Data listing
......
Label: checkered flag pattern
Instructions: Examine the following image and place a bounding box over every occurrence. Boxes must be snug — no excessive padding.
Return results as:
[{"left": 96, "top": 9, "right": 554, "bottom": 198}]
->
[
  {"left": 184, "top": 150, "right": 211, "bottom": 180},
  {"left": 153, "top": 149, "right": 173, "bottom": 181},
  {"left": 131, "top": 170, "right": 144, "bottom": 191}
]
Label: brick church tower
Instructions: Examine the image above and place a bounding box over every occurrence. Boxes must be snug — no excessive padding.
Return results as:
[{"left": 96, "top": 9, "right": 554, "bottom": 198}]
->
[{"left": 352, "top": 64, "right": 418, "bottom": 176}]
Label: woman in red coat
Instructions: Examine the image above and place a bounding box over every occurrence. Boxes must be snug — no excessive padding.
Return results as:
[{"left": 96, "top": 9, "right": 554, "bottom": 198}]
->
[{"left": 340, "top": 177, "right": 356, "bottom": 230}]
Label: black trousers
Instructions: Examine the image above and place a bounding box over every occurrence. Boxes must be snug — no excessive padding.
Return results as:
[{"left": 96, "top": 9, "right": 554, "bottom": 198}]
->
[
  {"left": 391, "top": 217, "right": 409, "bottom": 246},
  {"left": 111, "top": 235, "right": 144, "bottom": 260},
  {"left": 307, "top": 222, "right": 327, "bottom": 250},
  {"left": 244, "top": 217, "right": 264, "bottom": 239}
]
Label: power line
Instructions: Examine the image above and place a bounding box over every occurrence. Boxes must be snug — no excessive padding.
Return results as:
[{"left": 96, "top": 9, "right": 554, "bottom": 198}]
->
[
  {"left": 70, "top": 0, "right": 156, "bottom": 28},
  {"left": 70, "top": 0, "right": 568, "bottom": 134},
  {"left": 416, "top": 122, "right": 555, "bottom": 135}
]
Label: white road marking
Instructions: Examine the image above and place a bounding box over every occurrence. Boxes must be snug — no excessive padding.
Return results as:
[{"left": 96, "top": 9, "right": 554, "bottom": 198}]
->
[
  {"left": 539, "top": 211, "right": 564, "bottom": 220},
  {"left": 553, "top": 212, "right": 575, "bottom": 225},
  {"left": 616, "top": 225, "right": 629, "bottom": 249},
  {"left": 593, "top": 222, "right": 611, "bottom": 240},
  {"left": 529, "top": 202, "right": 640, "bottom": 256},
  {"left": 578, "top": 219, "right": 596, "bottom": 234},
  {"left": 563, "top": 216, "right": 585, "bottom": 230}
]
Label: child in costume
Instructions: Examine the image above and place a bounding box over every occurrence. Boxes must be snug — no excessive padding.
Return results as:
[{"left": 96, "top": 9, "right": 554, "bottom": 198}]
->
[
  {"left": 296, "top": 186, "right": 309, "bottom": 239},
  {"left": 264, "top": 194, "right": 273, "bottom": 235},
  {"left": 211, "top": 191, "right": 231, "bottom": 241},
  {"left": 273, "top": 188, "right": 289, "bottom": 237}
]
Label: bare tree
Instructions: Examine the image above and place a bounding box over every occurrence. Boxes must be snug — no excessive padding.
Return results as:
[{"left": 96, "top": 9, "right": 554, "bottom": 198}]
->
......
[DIRECTIONS]
Please output the complete data exactly.

[SOLVED PROBLEM]
Label: checkered flag pattern
Instructions: Examine the following image and place a bounding box over every occurrence. Boxes must be snug — no excessive padding.
Return results as:
[{"left": 96, "top": 9, "right": 554, "bottom": 198}]
->
[
  {"left": 184, "top": 150, "right": 211, "bottom": 180},
  {"left": 153, "top": 149, "right": 173, "bottom": 181},
  {"left": 131, "top": 170, "right": 144, "bottom": 191}
]
Label: brick church tower
Instructions: Examine the image above and place a bounding box over every occurrence. Boxes must be snug — no excessive padding.
Return results as:
[{"left": 96, "top": 9, "right": 554, "bottom": 198}]
->
[{"left": 352, "top": 64, "right": 418, "bottom": 176}]
Label: woman in red coat
Instructions: Examine the image above and place a bounding box over every occurrence. Boxes must be snug — no excessive padding.
Return results as:
[{"left": 96, "top": 9, "right": 554, "bottom": 198}]
->
[{"left": 340, "top": 177, "right": 356, "bottom": 230}]
Label: black trousers
Instructions: Examine the image above and place a bounding box over every occurrence. Boxes must be snug — no excessive padding.
Return results as:
[{"left": 96, "top": 9, "right": 554, "bottom": 198}]
->
[
  {"left": 391, "top": 217, "right": 409, "bottom": 246},
  {"left": 111, "top": 235, "right": 144, "bottom": 260},
  {"left": 307, "top": 222, "right": 327, "bottom": 250},
  {"left": 244, "top": 217, "right": 264, "bottom": 239}
]
Label: power line
Instructions: Examine the image above and place a bounding box over every occurrence. Boxes must be snug — no excessive padding.
Return results as:
[{"left": 96, "top": 9, "right": 554, "bottom": 198}]
->
[
  {"left": 70, "top": 0, "right": 156, "bottom": 28},
  {"left": 70, "top": 0, "right": 568, "bottom": 134},
  {"left": 416, "top": 122, "right": 555, "bottom": 135}
]
Label: white road marking
Instructions: Examine the image above and place a bounding box over every occurrence. Boxes must be snug — no excessive padding.
Return results as:
[{"left": 96, "top": 9, "right": 554, "bottom": 198}]
->
[
  {"left": 539, "top": 211, "right": 564, "bottom": 220},
  {"left": 553, "top": 212, "right": 575, "bottom": 225},
  {"left": 616, "top": 225, "right": 629, "bottom": 249},
  {"left": 593, "top": 222, "right": 611, "bottom": 240},
  {"left": 529, "top": 202, "right": 640, "bottom": 256},
  {"left": 578, "top": 219, "right": 596, "bottom": 234},
  {"left": 563, "top": 216, "right": 585, "bottom": 230}
]
Label: child in costume
Instructions: Examine the image above and place a bounding box over every occurrence. Boxes must be snug — no excessive padding.
Return results as:
[{"left": 96, "top": 9, "right": 554, "bottom": 198}]
->
[
  {"left": 296, "top": 186, "right": 309, "bottom": 239},
  {"left": 264, "top": 194, "right": 273, "bottom": 235},
  {"left": 211, "top": 191, "right": 231, "bottom": 241},
  {"left": 273, "top": 188, "right": 289, "bottom": 237}
]
Label: bare tree
Instructions: Examine the image above and place a bounding box over every occurrence. Boxes must be snug — no excessive padding.
Return results as:
[{"left": 96, "top": 9, "right": 554, "bottom": 198}]
->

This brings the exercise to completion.